In the records below, count every line that contains the word "climbing" and report only the total.

■ ■ ■ ■ ■

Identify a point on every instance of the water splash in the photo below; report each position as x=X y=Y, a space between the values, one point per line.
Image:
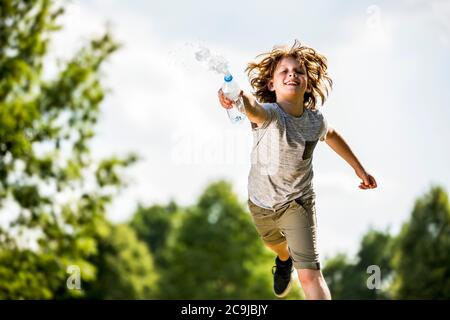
x=182 y=57
x=214 y=62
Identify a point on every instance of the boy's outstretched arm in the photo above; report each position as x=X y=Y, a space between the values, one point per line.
x=255 y=113
x=338 y=144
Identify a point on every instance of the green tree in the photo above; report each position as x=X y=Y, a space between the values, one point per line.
x=153 y=226
x=348 y=279
x=125 y=267
x=214 y=252
x=46 y=167
x=422 y=259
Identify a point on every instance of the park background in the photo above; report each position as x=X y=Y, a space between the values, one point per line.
x=118 y=164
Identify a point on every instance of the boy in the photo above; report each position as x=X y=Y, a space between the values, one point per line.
x=286 y=127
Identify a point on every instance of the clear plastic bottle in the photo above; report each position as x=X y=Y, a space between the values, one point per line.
x=232 y=91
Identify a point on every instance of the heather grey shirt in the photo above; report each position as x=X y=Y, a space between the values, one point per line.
x=281 y=159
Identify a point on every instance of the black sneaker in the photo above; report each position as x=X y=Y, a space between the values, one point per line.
x=282 y=277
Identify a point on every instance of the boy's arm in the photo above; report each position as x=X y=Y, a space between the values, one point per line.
x=338 y=144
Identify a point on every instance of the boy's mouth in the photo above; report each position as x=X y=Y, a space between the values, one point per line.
x=292 y=83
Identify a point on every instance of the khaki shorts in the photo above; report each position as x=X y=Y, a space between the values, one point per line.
x=295 y=222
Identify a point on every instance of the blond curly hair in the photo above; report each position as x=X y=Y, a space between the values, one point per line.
x=319 y=83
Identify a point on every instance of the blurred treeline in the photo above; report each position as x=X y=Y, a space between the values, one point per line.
x=56 y=196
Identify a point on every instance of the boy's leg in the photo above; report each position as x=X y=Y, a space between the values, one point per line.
x=299 y=224
x=313 y=284
x=281 y=249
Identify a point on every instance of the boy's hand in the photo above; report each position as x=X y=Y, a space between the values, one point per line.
x=368 y=182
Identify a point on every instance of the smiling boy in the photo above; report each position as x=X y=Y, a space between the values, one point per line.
x=286 y=126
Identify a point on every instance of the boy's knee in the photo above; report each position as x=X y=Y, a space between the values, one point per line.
x=309 y=276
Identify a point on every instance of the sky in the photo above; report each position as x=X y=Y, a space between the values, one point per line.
x=388 y=61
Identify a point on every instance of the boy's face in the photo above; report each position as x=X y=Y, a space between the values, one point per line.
x=289 y=79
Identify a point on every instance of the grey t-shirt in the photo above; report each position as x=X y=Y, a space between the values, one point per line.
x=281 y=167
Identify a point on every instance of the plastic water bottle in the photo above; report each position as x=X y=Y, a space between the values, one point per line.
x=231 y=90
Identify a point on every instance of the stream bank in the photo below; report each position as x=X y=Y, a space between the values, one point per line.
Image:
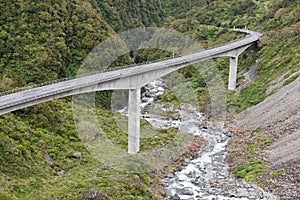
x=203 y=177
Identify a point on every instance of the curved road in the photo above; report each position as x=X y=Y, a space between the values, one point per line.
x=113 y=79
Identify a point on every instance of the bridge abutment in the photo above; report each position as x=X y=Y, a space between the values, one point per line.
x=134 y=120
x=232 y=73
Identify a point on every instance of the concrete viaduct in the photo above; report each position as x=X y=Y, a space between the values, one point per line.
x=132 y=78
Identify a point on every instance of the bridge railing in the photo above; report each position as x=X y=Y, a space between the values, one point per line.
x=115 y=68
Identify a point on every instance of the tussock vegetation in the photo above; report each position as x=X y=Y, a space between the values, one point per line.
x=47 y=40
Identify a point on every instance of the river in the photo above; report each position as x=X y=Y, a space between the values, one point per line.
x=205 y=177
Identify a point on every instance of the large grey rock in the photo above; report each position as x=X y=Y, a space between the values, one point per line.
x=93 y=194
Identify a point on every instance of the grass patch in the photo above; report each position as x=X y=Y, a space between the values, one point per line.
x=277 y=173
x=290 y=80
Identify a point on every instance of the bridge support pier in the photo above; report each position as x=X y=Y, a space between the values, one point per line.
x=232 y=73
x=134 y=120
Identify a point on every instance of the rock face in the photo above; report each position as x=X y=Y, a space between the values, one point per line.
x=277 y=117
x=93 y=194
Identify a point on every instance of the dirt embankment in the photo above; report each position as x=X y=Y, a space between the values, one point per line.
x=278 y=117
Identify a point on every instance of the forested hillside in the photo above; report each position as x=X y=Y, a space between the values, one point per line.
x=47 y=40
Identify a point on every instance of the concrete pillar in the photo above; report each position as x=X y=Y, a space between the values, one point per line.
x=134 y=120
x=232 y=73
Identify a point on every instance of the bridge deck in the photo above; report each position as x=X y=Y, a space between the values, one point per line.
x=92 y=79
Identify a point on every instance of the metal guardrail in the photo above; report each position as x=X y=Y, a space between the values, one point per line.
x=123 y=67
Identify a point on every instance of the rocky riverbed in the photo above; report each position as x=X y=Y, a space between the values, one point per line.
x=205 y=177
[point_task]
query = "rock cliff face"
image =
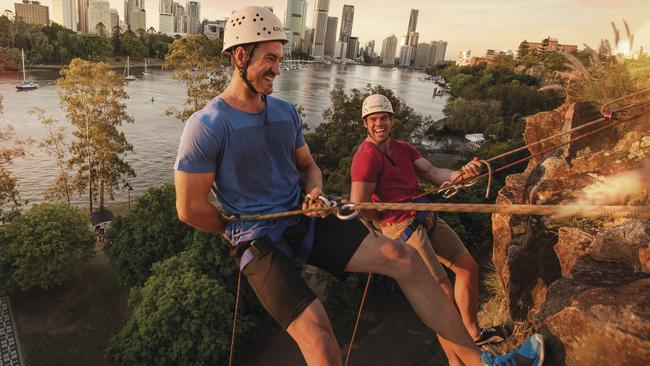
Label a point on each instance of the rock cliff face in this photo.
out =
(585, 281)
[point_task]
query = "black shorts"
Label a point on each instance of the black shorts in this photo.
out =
(275, 278)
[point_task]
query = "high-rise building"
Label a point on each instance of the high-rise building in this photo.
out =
(437, 53)
(32, 12)
(405, 54)
(422, 54)
(286, 48)
(369, 49)
(64, 13)
(213, 29)
(166, 23)
(193, 9)
(413, 21)
(57, 12)
(320, 27)
(129, 6)
(115, 20)
(353, 48)
(295, 20)
(340, 49)
(166, 6)
(82, 7)
(347, 17)
(388, 49)
(330, 36)
(308, 40)
(138, 19)
(180, 19)
(99, 17)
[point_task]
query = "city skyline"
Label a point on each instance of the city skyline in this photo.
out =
(476, 25)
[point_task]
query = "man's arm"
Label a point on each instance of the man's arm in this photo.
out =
(311, 179)
(438, 176)
(362, 192)
(192, 205)
(310, 174)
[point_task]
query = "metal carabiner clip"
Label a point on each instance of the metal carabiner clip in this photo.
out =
(347, 207)
(447, 190)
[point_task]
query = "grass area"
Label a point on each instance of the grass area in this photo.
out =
(72, 324)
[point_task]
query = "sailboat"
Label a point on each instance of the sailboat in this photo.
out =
(127, 74)
(145, 72)
(25, 85)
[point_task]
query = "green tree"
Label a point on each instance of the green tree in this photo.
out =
(92, 46)
(196, 61)
(523, 50)
(55, 146)
(183, 313)
(44, 246)
(93, 97)
(471, 116)
(149, 233)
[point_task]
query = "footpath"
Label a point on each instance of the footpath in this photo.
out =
(9, 347)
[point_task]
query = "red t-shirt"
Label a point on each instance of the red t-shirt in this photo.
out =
(394, 175)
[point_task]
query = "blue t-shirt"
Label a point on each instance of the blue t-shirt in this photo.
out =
(254, 158)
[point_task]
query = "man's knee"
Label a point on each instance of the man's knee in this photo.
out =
(408, 263)
(465, 267)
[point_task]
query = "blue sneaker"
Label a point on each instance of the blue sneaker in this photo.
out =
(530, 353)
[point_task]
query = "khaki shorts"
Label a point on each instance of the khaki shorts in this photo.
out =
(444, 246)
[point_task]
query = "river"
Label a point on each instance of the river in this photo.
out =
(155, 137)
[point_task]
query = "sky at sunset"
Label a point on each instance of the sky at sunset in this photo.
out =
(465, 24)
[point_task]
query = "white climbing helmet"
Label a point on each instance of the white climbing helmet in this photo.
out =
(252, 24)
(376, 103)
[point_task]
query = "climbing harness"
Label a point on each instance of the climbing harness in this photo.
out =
(421, 204)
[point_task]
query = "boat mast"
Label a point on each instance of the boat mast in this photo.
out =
(22, 54)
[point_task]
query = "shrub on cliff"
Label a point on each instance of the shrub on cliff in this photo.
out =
(149, 233)
(183, 313)
(44, 247)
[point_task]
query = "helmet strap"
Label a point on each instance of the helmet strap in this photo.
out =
(243, 71)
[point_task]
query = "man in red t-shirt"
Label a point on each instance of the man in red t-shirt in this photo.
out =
(387, 170)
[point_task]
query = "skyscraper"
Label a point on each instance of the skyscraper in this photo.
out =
(166, 23)
(57, 12)
(64, 12)
(347, 17)
(82, 7)
(32, 12)
(166, 6)
(295, 21)
(388, 49)
(330, 36)
(320, 26)
(115, 20)
(413, 20)
(99, 17)
(193, 10)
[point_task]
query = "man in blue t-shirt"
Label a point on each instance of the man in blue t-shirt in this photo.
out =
(248, 148)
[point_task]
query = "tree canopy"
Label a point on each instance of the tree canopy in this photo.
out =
(92, 97)
(44, 246)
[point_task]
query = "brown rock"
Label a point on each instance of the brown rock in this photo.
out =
(623, 244)
(571, 244)
(602, 326)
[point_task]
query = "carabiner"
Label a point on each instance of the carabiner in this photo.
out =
(347, 207)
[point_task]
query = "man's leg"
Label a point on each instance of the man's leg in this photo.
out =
(466, 292)
(452, 253)
(403, 263)
(313, 332)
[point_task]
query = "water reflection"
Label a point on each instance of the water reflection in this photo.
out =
(155, 137)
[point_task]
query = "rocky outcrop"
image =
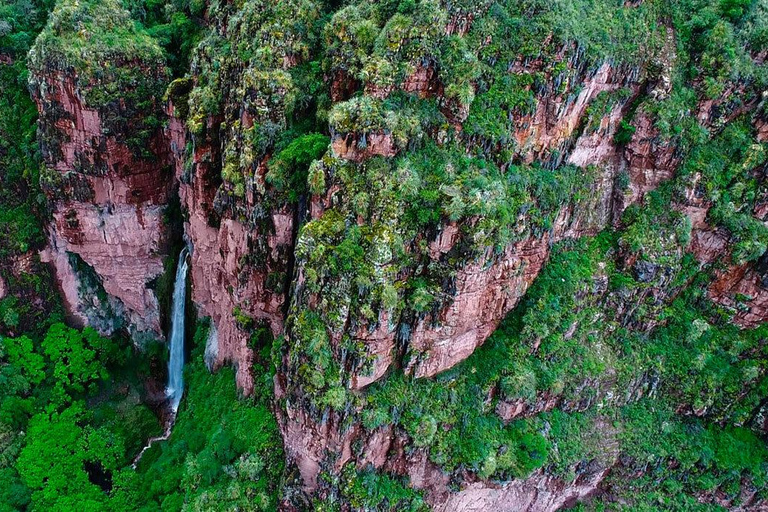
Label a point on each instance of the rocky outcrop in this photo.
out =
(108, 202)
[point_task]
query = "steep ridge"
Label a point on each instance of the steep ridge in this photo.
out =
(390, 251)
(108, 175)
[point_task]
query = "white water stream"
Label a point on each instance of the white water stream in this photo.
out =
(175, 388)
(176, 362)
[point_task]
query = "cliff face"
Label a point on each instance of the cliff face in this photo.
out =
(384, 255)
(108, 179)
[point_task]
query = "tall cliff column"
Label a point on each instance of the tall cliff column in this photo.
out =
(98, 83)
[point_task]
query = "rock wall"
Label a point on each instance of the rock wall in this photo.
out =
(107, 204)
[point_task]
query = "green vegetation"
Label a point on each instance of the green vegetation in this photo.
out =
(616, 351)
(73, 417)
(224, 452)
(118, 67)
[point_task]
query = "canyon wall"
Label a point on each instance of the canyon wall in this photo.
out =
(108, 178)
(357, 270)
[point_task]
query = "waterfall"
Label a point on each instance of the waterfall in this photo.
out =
(175, 387)
(176, 362)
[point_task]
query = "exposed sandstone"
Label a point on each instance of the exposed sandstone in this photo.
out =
(109, 210)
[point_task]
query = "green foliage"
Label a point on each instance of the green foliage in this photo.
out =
(288, 169)
(52, 464)
(370, 490)
(77, 358)
(224, 452)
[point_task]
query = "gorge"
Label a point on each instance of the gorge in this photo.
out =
(442, 255)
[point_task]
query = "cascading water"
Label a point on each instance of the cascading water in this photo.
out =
(175, 388)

■ ■ ■ ■ ■

» Answer box
4